● **Excerpt to read**:
The trigger appears to have been Fujitsu’s decision not to compete for any of the contracts available under the BDUK procurement framework, a process that has cost taxpayers £10m to create and left BT as the sole supplier.

The formal announcement has been a long time coming, but has been anticipated ever since the Cabinet Office effectively blacklisted the company by describing it as a “high risk” supplier of government IT systems.

That description did not preclude Fujitsu, with BT the only qualified suppliers under the BDUK framework, from bidding for business.The final straw for Fujitsu appears to be BDUK’s absurd requirements for wireless suppliers of NGA broadband to rural areas.

These were published on 18 February in response to the European Commission’s sensible relaxation of the ban on wireless as a means delivering next generation broadband.

Much of Fujitsu’s business plan, at least in Cumbria, relied on wireless to get around the need to access BT’s poles and ducts. When this was ruled inadmissible, Fujitsu withdrew, leaving BT as the sole bidder in Cumbria.

The commission then rethought the ban and raised it. However, it still appears to believe that fibre to the home is the end game, but it is willing to acknowledge that high speed broadband delivered by cellular technologies such as LTE are the way to go.

This is making life hard or impossible for fixed wireless broadband providers. In its guidance to local councils regarding the use of fixed wireless in their coverage plans BDUK asks for service levels that not even fixed line suppliers have to meet.

For example, wireless providers must show that their system is capable of providing access speeds in excess of 30Mbps download,  with at least ~15Mbps download speed to end-users for 95% of the time during peak times in the target intervention area.

● **Information provided**:

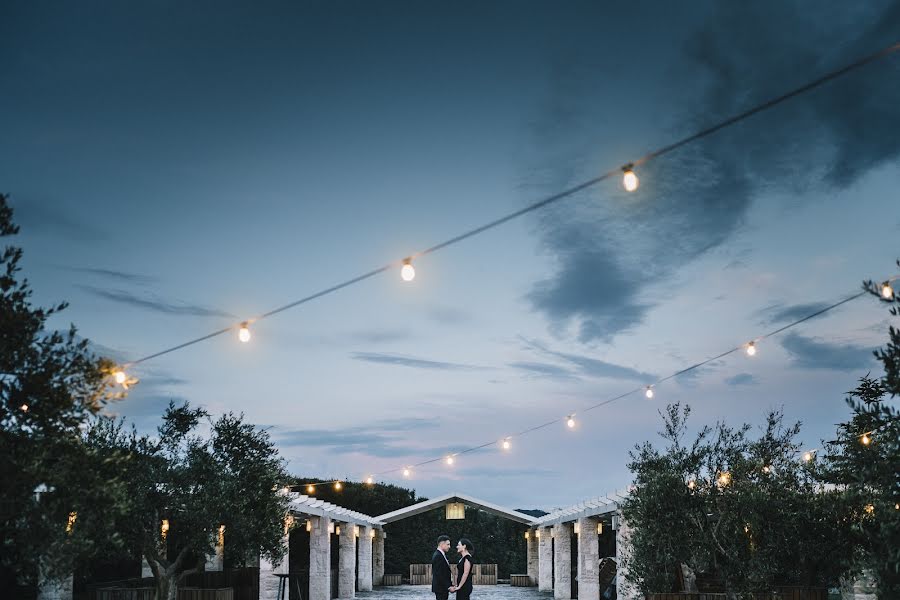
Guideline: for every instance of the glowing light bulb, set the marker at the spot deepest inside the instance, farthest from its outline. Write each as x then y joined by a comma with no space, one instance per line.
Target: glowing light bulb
407,272
629,179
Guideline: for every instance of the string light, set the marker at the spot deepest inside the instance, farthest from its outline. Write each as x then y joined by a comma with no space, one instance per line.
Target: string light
407,271
629,179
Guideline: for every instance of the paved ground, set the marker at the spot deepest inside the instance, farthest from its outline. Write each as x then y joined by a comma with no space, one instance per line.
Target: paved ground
481,592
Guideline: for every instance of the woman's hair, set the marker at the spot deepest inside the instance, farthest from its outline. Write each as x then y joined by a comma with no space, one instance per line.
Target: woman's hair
469,547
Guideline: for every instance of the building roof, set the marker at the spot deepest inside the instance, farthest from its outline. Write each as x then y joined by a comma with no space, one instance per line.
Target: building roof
427,505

● **Objective 1**: Copy the stretch of the broadband procurement text from "That description did" through "bidder in Cumbria." word for word.
● **Objective 2**: Extend the broadband procurement text, picking up after its final sentence.
The data has no connection to the broadband procurement text.

● **Task response 1**:
That description did not preclude Fujitsu, with BT the only qualified suppliers under the BDUK framework, from bidding for business.The final straw for Fujitsu appears to be BDUK’s absurd requirements for wireless suppliers of NGA broadband to rural areas.

These were published on 18 February in response to the European Commission’s sensible relaxation of the ban on wireless as a means delivering next generation broadband.

Much of Fujitsu’s business plan, at least in Cumbria, relied on wireless to get around the need to access BT’s poles and ducts. When this was ruled inadmissible, Fujitsu withdrew, leaving BT as the sole bidder in Cumbria.

● **Task response 2**:
Then it says the wireless operator must put in a fibre to the home network . “The subsidised solution must be an interim solution chosen where a fibre-based solution is not yet economically viable, and there shall be a commitment to replace non-wired connections with fibre at a later stage.”

Kijoma Broadband, which supplies high speed wireless connectivity in the south of England, says, “There is no such guarantee (on download speed) for FTTC for example. FTTC starts at 15 Mbps sync speed  and as previously reported, 5 Mbps orders will be accepted via wholesale providers,” he says.

BT has doubled its original offer of 15Mbps download speeds to “up to” 30Mbps. Ofcom this week reported that the average national download speed is 12Mbps, due largely to Virgin Media’s largely urban roll-out of high speed broadband over cable TV channels.

FTTC connection (speeds) will be lower in practice due to line length, crosstalk, ISP contention, traffic management policies, and other issues, Lewis adds.

Regarding the commitment to install fibre, Lewis says, “If fibre in a low density area is viable in around five years, then it is viable now. The only time it would improve is if the rural area in question gained a large new housing estate.”

Fibre is going into rural homes and businesses, but it is due to community-based efforts such as B4RN and Gigaclear. Both face hostile responses from BT, which has consistently failed to publish precise coverage plans for both its £2.5bn “commercial roll-out” of FTTC to two-thirds of UK homes, and its BDUK-funded roll-outs in “not spots”.

As Ewhurst resident Walter Willcox notes elsewhere on the blog, even having a fibred-up street cabinet in your street doesn’t guarantee access to a high speed service because the cabinet’s capacity may already be taken up.

This should raise questions regarding the percentage of “homes passed” that can actually be served by the cabinets BT has installed so far. BT has said in the past that it would add more street cabinets if the newly installed ones reach capacity. Ewhurst’s experience is to the contrary.